WHAT IS NEEDED => Would you set down the complete data below, exactly as shown?

Data records =>
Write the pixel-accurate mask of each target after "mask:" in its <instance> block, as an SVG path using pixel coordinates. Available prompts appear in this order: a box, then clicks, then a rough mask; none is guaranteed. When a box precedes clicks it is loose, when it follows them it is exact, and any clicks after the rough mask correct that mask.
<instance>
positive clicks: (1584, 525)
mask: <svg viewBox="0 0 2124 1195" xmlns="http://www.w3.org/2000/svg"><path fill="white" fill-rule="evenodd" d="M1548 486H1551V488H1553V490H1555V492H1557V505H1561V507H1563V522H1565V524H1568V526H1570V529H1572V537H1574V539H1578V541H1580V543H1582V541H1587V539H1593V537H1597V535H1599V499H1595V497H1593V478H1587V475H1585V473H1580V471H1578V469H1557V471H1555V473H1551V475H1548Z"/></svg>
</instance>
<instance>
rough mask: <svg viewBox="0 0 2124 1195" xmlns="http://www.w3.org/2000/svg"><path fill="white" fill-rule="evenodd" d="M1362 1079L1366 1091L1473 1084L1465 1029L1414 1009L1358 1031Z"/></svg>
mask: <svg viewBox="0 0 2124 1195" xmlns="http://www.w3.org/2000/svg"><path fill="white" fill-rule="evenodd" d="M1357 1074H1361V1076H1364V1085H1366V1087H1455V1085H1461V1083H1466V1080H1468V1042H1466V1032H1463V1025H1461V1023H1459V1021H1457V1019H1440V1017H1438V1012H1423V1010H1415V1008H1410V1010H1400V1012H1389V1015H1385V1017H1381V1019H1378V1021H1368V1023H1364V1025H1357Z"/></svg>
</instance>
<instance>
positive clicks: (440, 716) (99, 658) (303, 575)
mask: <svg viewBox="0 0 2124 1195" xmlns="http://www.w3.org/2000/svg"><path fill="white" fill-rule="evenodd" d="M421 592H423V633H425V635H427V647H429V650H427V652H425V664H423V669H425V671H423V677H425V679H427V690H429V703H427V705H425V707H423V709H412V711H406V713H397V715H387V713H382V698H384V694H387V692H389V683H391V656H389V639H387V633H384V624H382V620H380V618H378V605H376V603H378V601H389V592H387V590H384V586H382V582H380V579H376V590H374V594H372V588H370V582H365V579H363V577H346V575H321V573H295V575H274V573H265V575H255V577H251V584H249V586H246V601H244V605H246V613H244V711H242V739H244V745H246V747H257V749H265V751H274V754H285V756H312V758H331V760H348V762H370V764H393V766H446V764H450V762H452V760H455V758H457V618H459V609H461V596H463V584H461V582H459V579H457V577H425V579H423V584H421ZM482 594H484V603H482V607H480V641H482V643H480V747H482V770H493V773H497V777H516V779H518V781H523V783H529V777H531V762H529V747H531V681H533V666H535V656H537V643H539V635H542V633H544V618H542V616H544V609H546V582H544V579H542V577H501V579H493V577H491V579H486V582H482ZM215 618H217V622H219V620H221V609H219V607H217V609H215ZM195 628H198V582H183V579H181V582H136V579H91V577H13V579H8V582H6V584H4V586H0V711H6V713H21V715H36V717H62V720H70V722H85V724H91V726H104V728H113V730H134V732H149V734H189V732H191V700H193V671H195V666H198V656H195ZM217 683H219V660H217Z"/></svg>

OUTPUT FOR THIS TASK =>
Write the pixel-accurate mask of each target after "mask:" in its <instance> block, as an SVG path using pixel coordinates. Available prompts appear in this order: a box, then clicks, then a rough mask; none is guaranteed. When a box precedes clicks it is loose, when it follows them it is exact, and any clicks after the rough mask correct that mask.
<instance>
positive clicks: (1584, 525)
mask: <svg viewBox="0 0 2124 1195" xmlns="http://www.w3.org/2000/svg"><path fill="white" fill-rule="evenodd" d="M1548 486H1551V488H1553V490H1555V492H1557V505H1561V507H1563V522H1565V524H1568V526H1570V529H1572V537H1574V539H1578V541H1580V543H1582V541H1587V539H1593V537H1597V535H1599V499H1595V497H1593V478H1587V475H1585V473H1580V471H1578V469H1557V471H1555V473H1551V475H1548Z"/></svg>
</instance>
<instance>
rough mask: <svg viewBox="0 0 2124 1195" xmlns="http://www.w3.org/2000/svg"><path fill="white" fill-rule="evenodd" d="M1362 1079L1366 1091L1473 1084L1465 1029L1414 1009L1358 1031Z"/></svg>
mask: <svg viewBox="0 0 2124 1195" xmlns="http://www.w3.org/2000/svg"><path fill="white" fill-rule="evenodd" d="M1357 1074H1361V1076H1364V1085H1366V1087H1455V1085H1461V1083H1466V1080H1468V1042H1466V1032H1463V1025H1461V1023H1459V1021H1457V1019H1440V1017H1438V1012H1423V1010H1415V1008H1410V1010H1400V1012H1389V1015H1385V1017H1381V1019H1378V1021H1368V1023H1364V1025H1357Z"/></svg>
</instance>
<instance>
positive clicks: (440, 716) (99, 658) (303, 575)
mask: <svg viewBox="0 0 2124 1195" xmlns="http://www.w3.org/2000/svg"><path fill="white" fill-rule="evenodd" d="M421 592H423V633H425V635H427V647H429V650H427V652H425V664H423V669H425V671H423V677H425V679H427V690H429V703H427V705H425V707H423V709H412V711H406V713H397V715H387V713H382V698H384V694H387V692H389V683H391V656H389V639H387V633H384V624H382V620H380V618H378V605H376V603H378V601H389V592H387V590H384V586H382V582H380V579H376V590H374V594H372V588H370V582H365V579H363V577H346V575H321V573H295V575H274V573H265V575H255V577H251V584H249V586H246V601H244V605H246V613H244V711H242V739H244V745H246V747H257V749H265V751H274V754H285V756H312V758H331V760H348V762H370V764H393V766H446V764H450V762H452V760H455V758H457V618H459V609H461V596H463V584H461V582H459V579H457V577H425V579H423V584H421ZM482 594H484V603H482V607H480V641H482V643H480V747H482V770H493V773H497V777H516V779H518V781H523V783H529V777H531V762H529V747H531V681H533V666H535V656H537V643H539V635H542V633H544V618H542V616H544V609H546V582H544V579H542V577H501V579H493V577H491V579H486V582H482ZM215 618H217V622H219V620H221V609H219V607H217V609H215ZM195 628H198V582H183V579H181V582H136V579H91V577H13V579H8V582H6V584H4V586H0V711H6V713H21V715H36V717H62V720H70V722H85V724H91V726H104V728H113V730H134V732H149V734H189V732H191V700H193V671H195V666H198V656H195ZM217 683H219V660H217Z"/></svg>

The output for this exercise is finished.